Return every line of the records below that contains the string "person", treating uppercase and lowercase as distinct.

======== GIVEN RECORDS ========

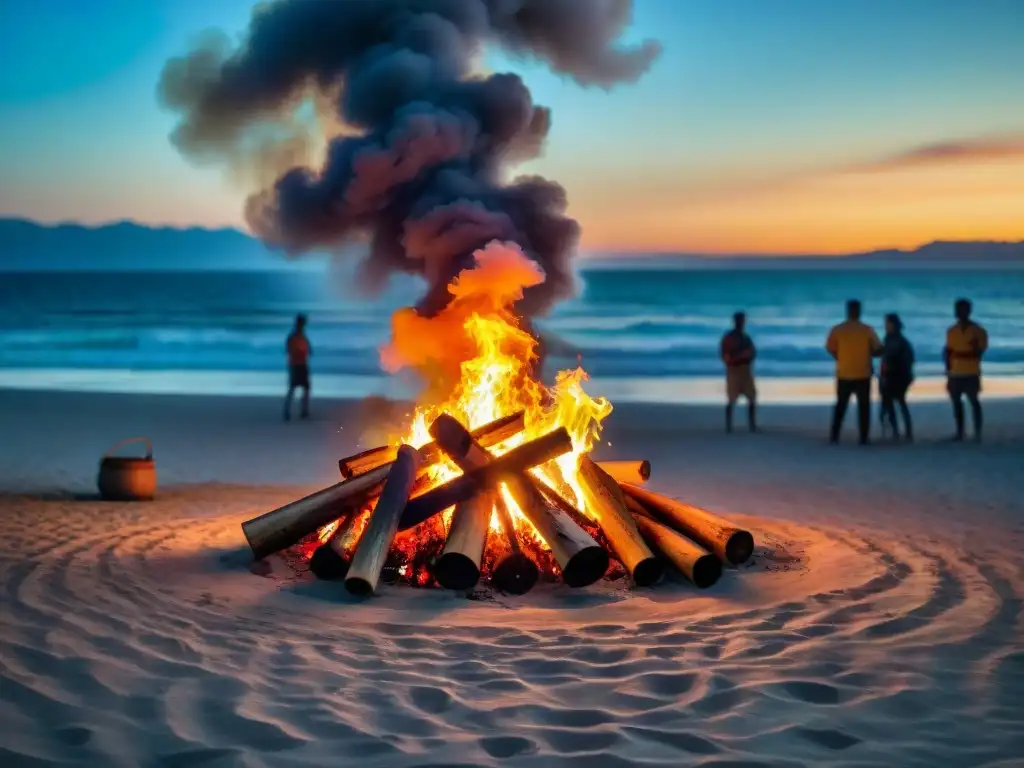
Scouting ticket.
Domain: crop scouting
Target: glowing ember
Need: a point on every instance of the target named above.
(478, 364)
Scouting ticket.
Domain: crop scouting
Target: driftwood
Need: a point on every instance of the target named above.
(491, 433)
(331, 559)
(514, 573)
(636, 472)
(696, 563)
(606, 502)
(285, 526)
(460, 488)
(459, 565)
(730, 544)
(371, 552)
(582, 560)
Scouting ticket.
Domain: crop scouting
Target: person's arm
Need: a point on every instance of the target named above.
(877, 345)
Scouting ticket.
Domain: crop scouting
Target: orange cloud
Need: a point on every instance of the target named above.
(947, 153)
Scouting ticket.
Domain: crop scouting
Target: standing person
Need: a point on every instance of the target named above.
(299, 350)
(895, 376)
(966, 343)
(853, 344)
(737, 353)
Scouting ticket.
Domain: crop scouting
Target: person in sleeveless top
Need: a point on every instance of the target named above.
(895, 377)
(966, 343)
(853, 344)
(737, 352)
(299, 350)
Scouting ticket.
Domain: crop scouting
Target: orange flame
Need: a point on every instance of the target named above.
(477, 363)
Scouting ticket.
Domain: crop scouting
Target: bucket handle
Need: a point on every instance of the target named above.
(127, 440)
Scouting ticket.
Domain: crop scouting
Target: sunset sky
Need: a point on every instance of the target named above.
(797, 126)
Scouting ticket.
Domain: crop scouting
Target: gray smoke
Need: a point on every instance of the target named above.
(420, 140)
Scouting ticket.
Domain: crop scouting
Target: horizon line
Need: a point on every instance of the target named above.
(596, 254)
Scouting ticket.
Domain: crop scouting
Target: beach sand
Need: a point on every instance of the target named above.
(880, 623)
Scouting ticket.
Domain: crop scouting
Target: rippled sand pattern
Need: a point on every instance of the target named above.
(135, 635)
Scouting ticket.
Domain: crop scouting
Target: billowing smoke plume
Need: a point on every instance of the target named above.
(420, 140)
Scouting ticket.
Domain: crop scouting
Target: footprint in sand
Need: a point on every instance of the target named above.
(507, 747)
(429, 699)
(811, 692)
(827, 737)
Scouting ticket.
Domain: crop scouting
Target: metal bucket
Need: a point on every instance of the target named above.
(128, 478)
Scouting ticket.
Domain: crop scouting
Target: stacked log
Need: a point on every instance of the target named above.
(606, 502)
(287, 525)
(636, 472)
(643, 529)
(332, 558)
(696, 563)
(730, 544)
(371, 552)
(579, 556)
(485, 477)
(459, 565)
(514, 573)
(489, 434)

========

» EXERCISE OUTPUT
Target: person's arm
Target: standing person
Target: person in sleeveless top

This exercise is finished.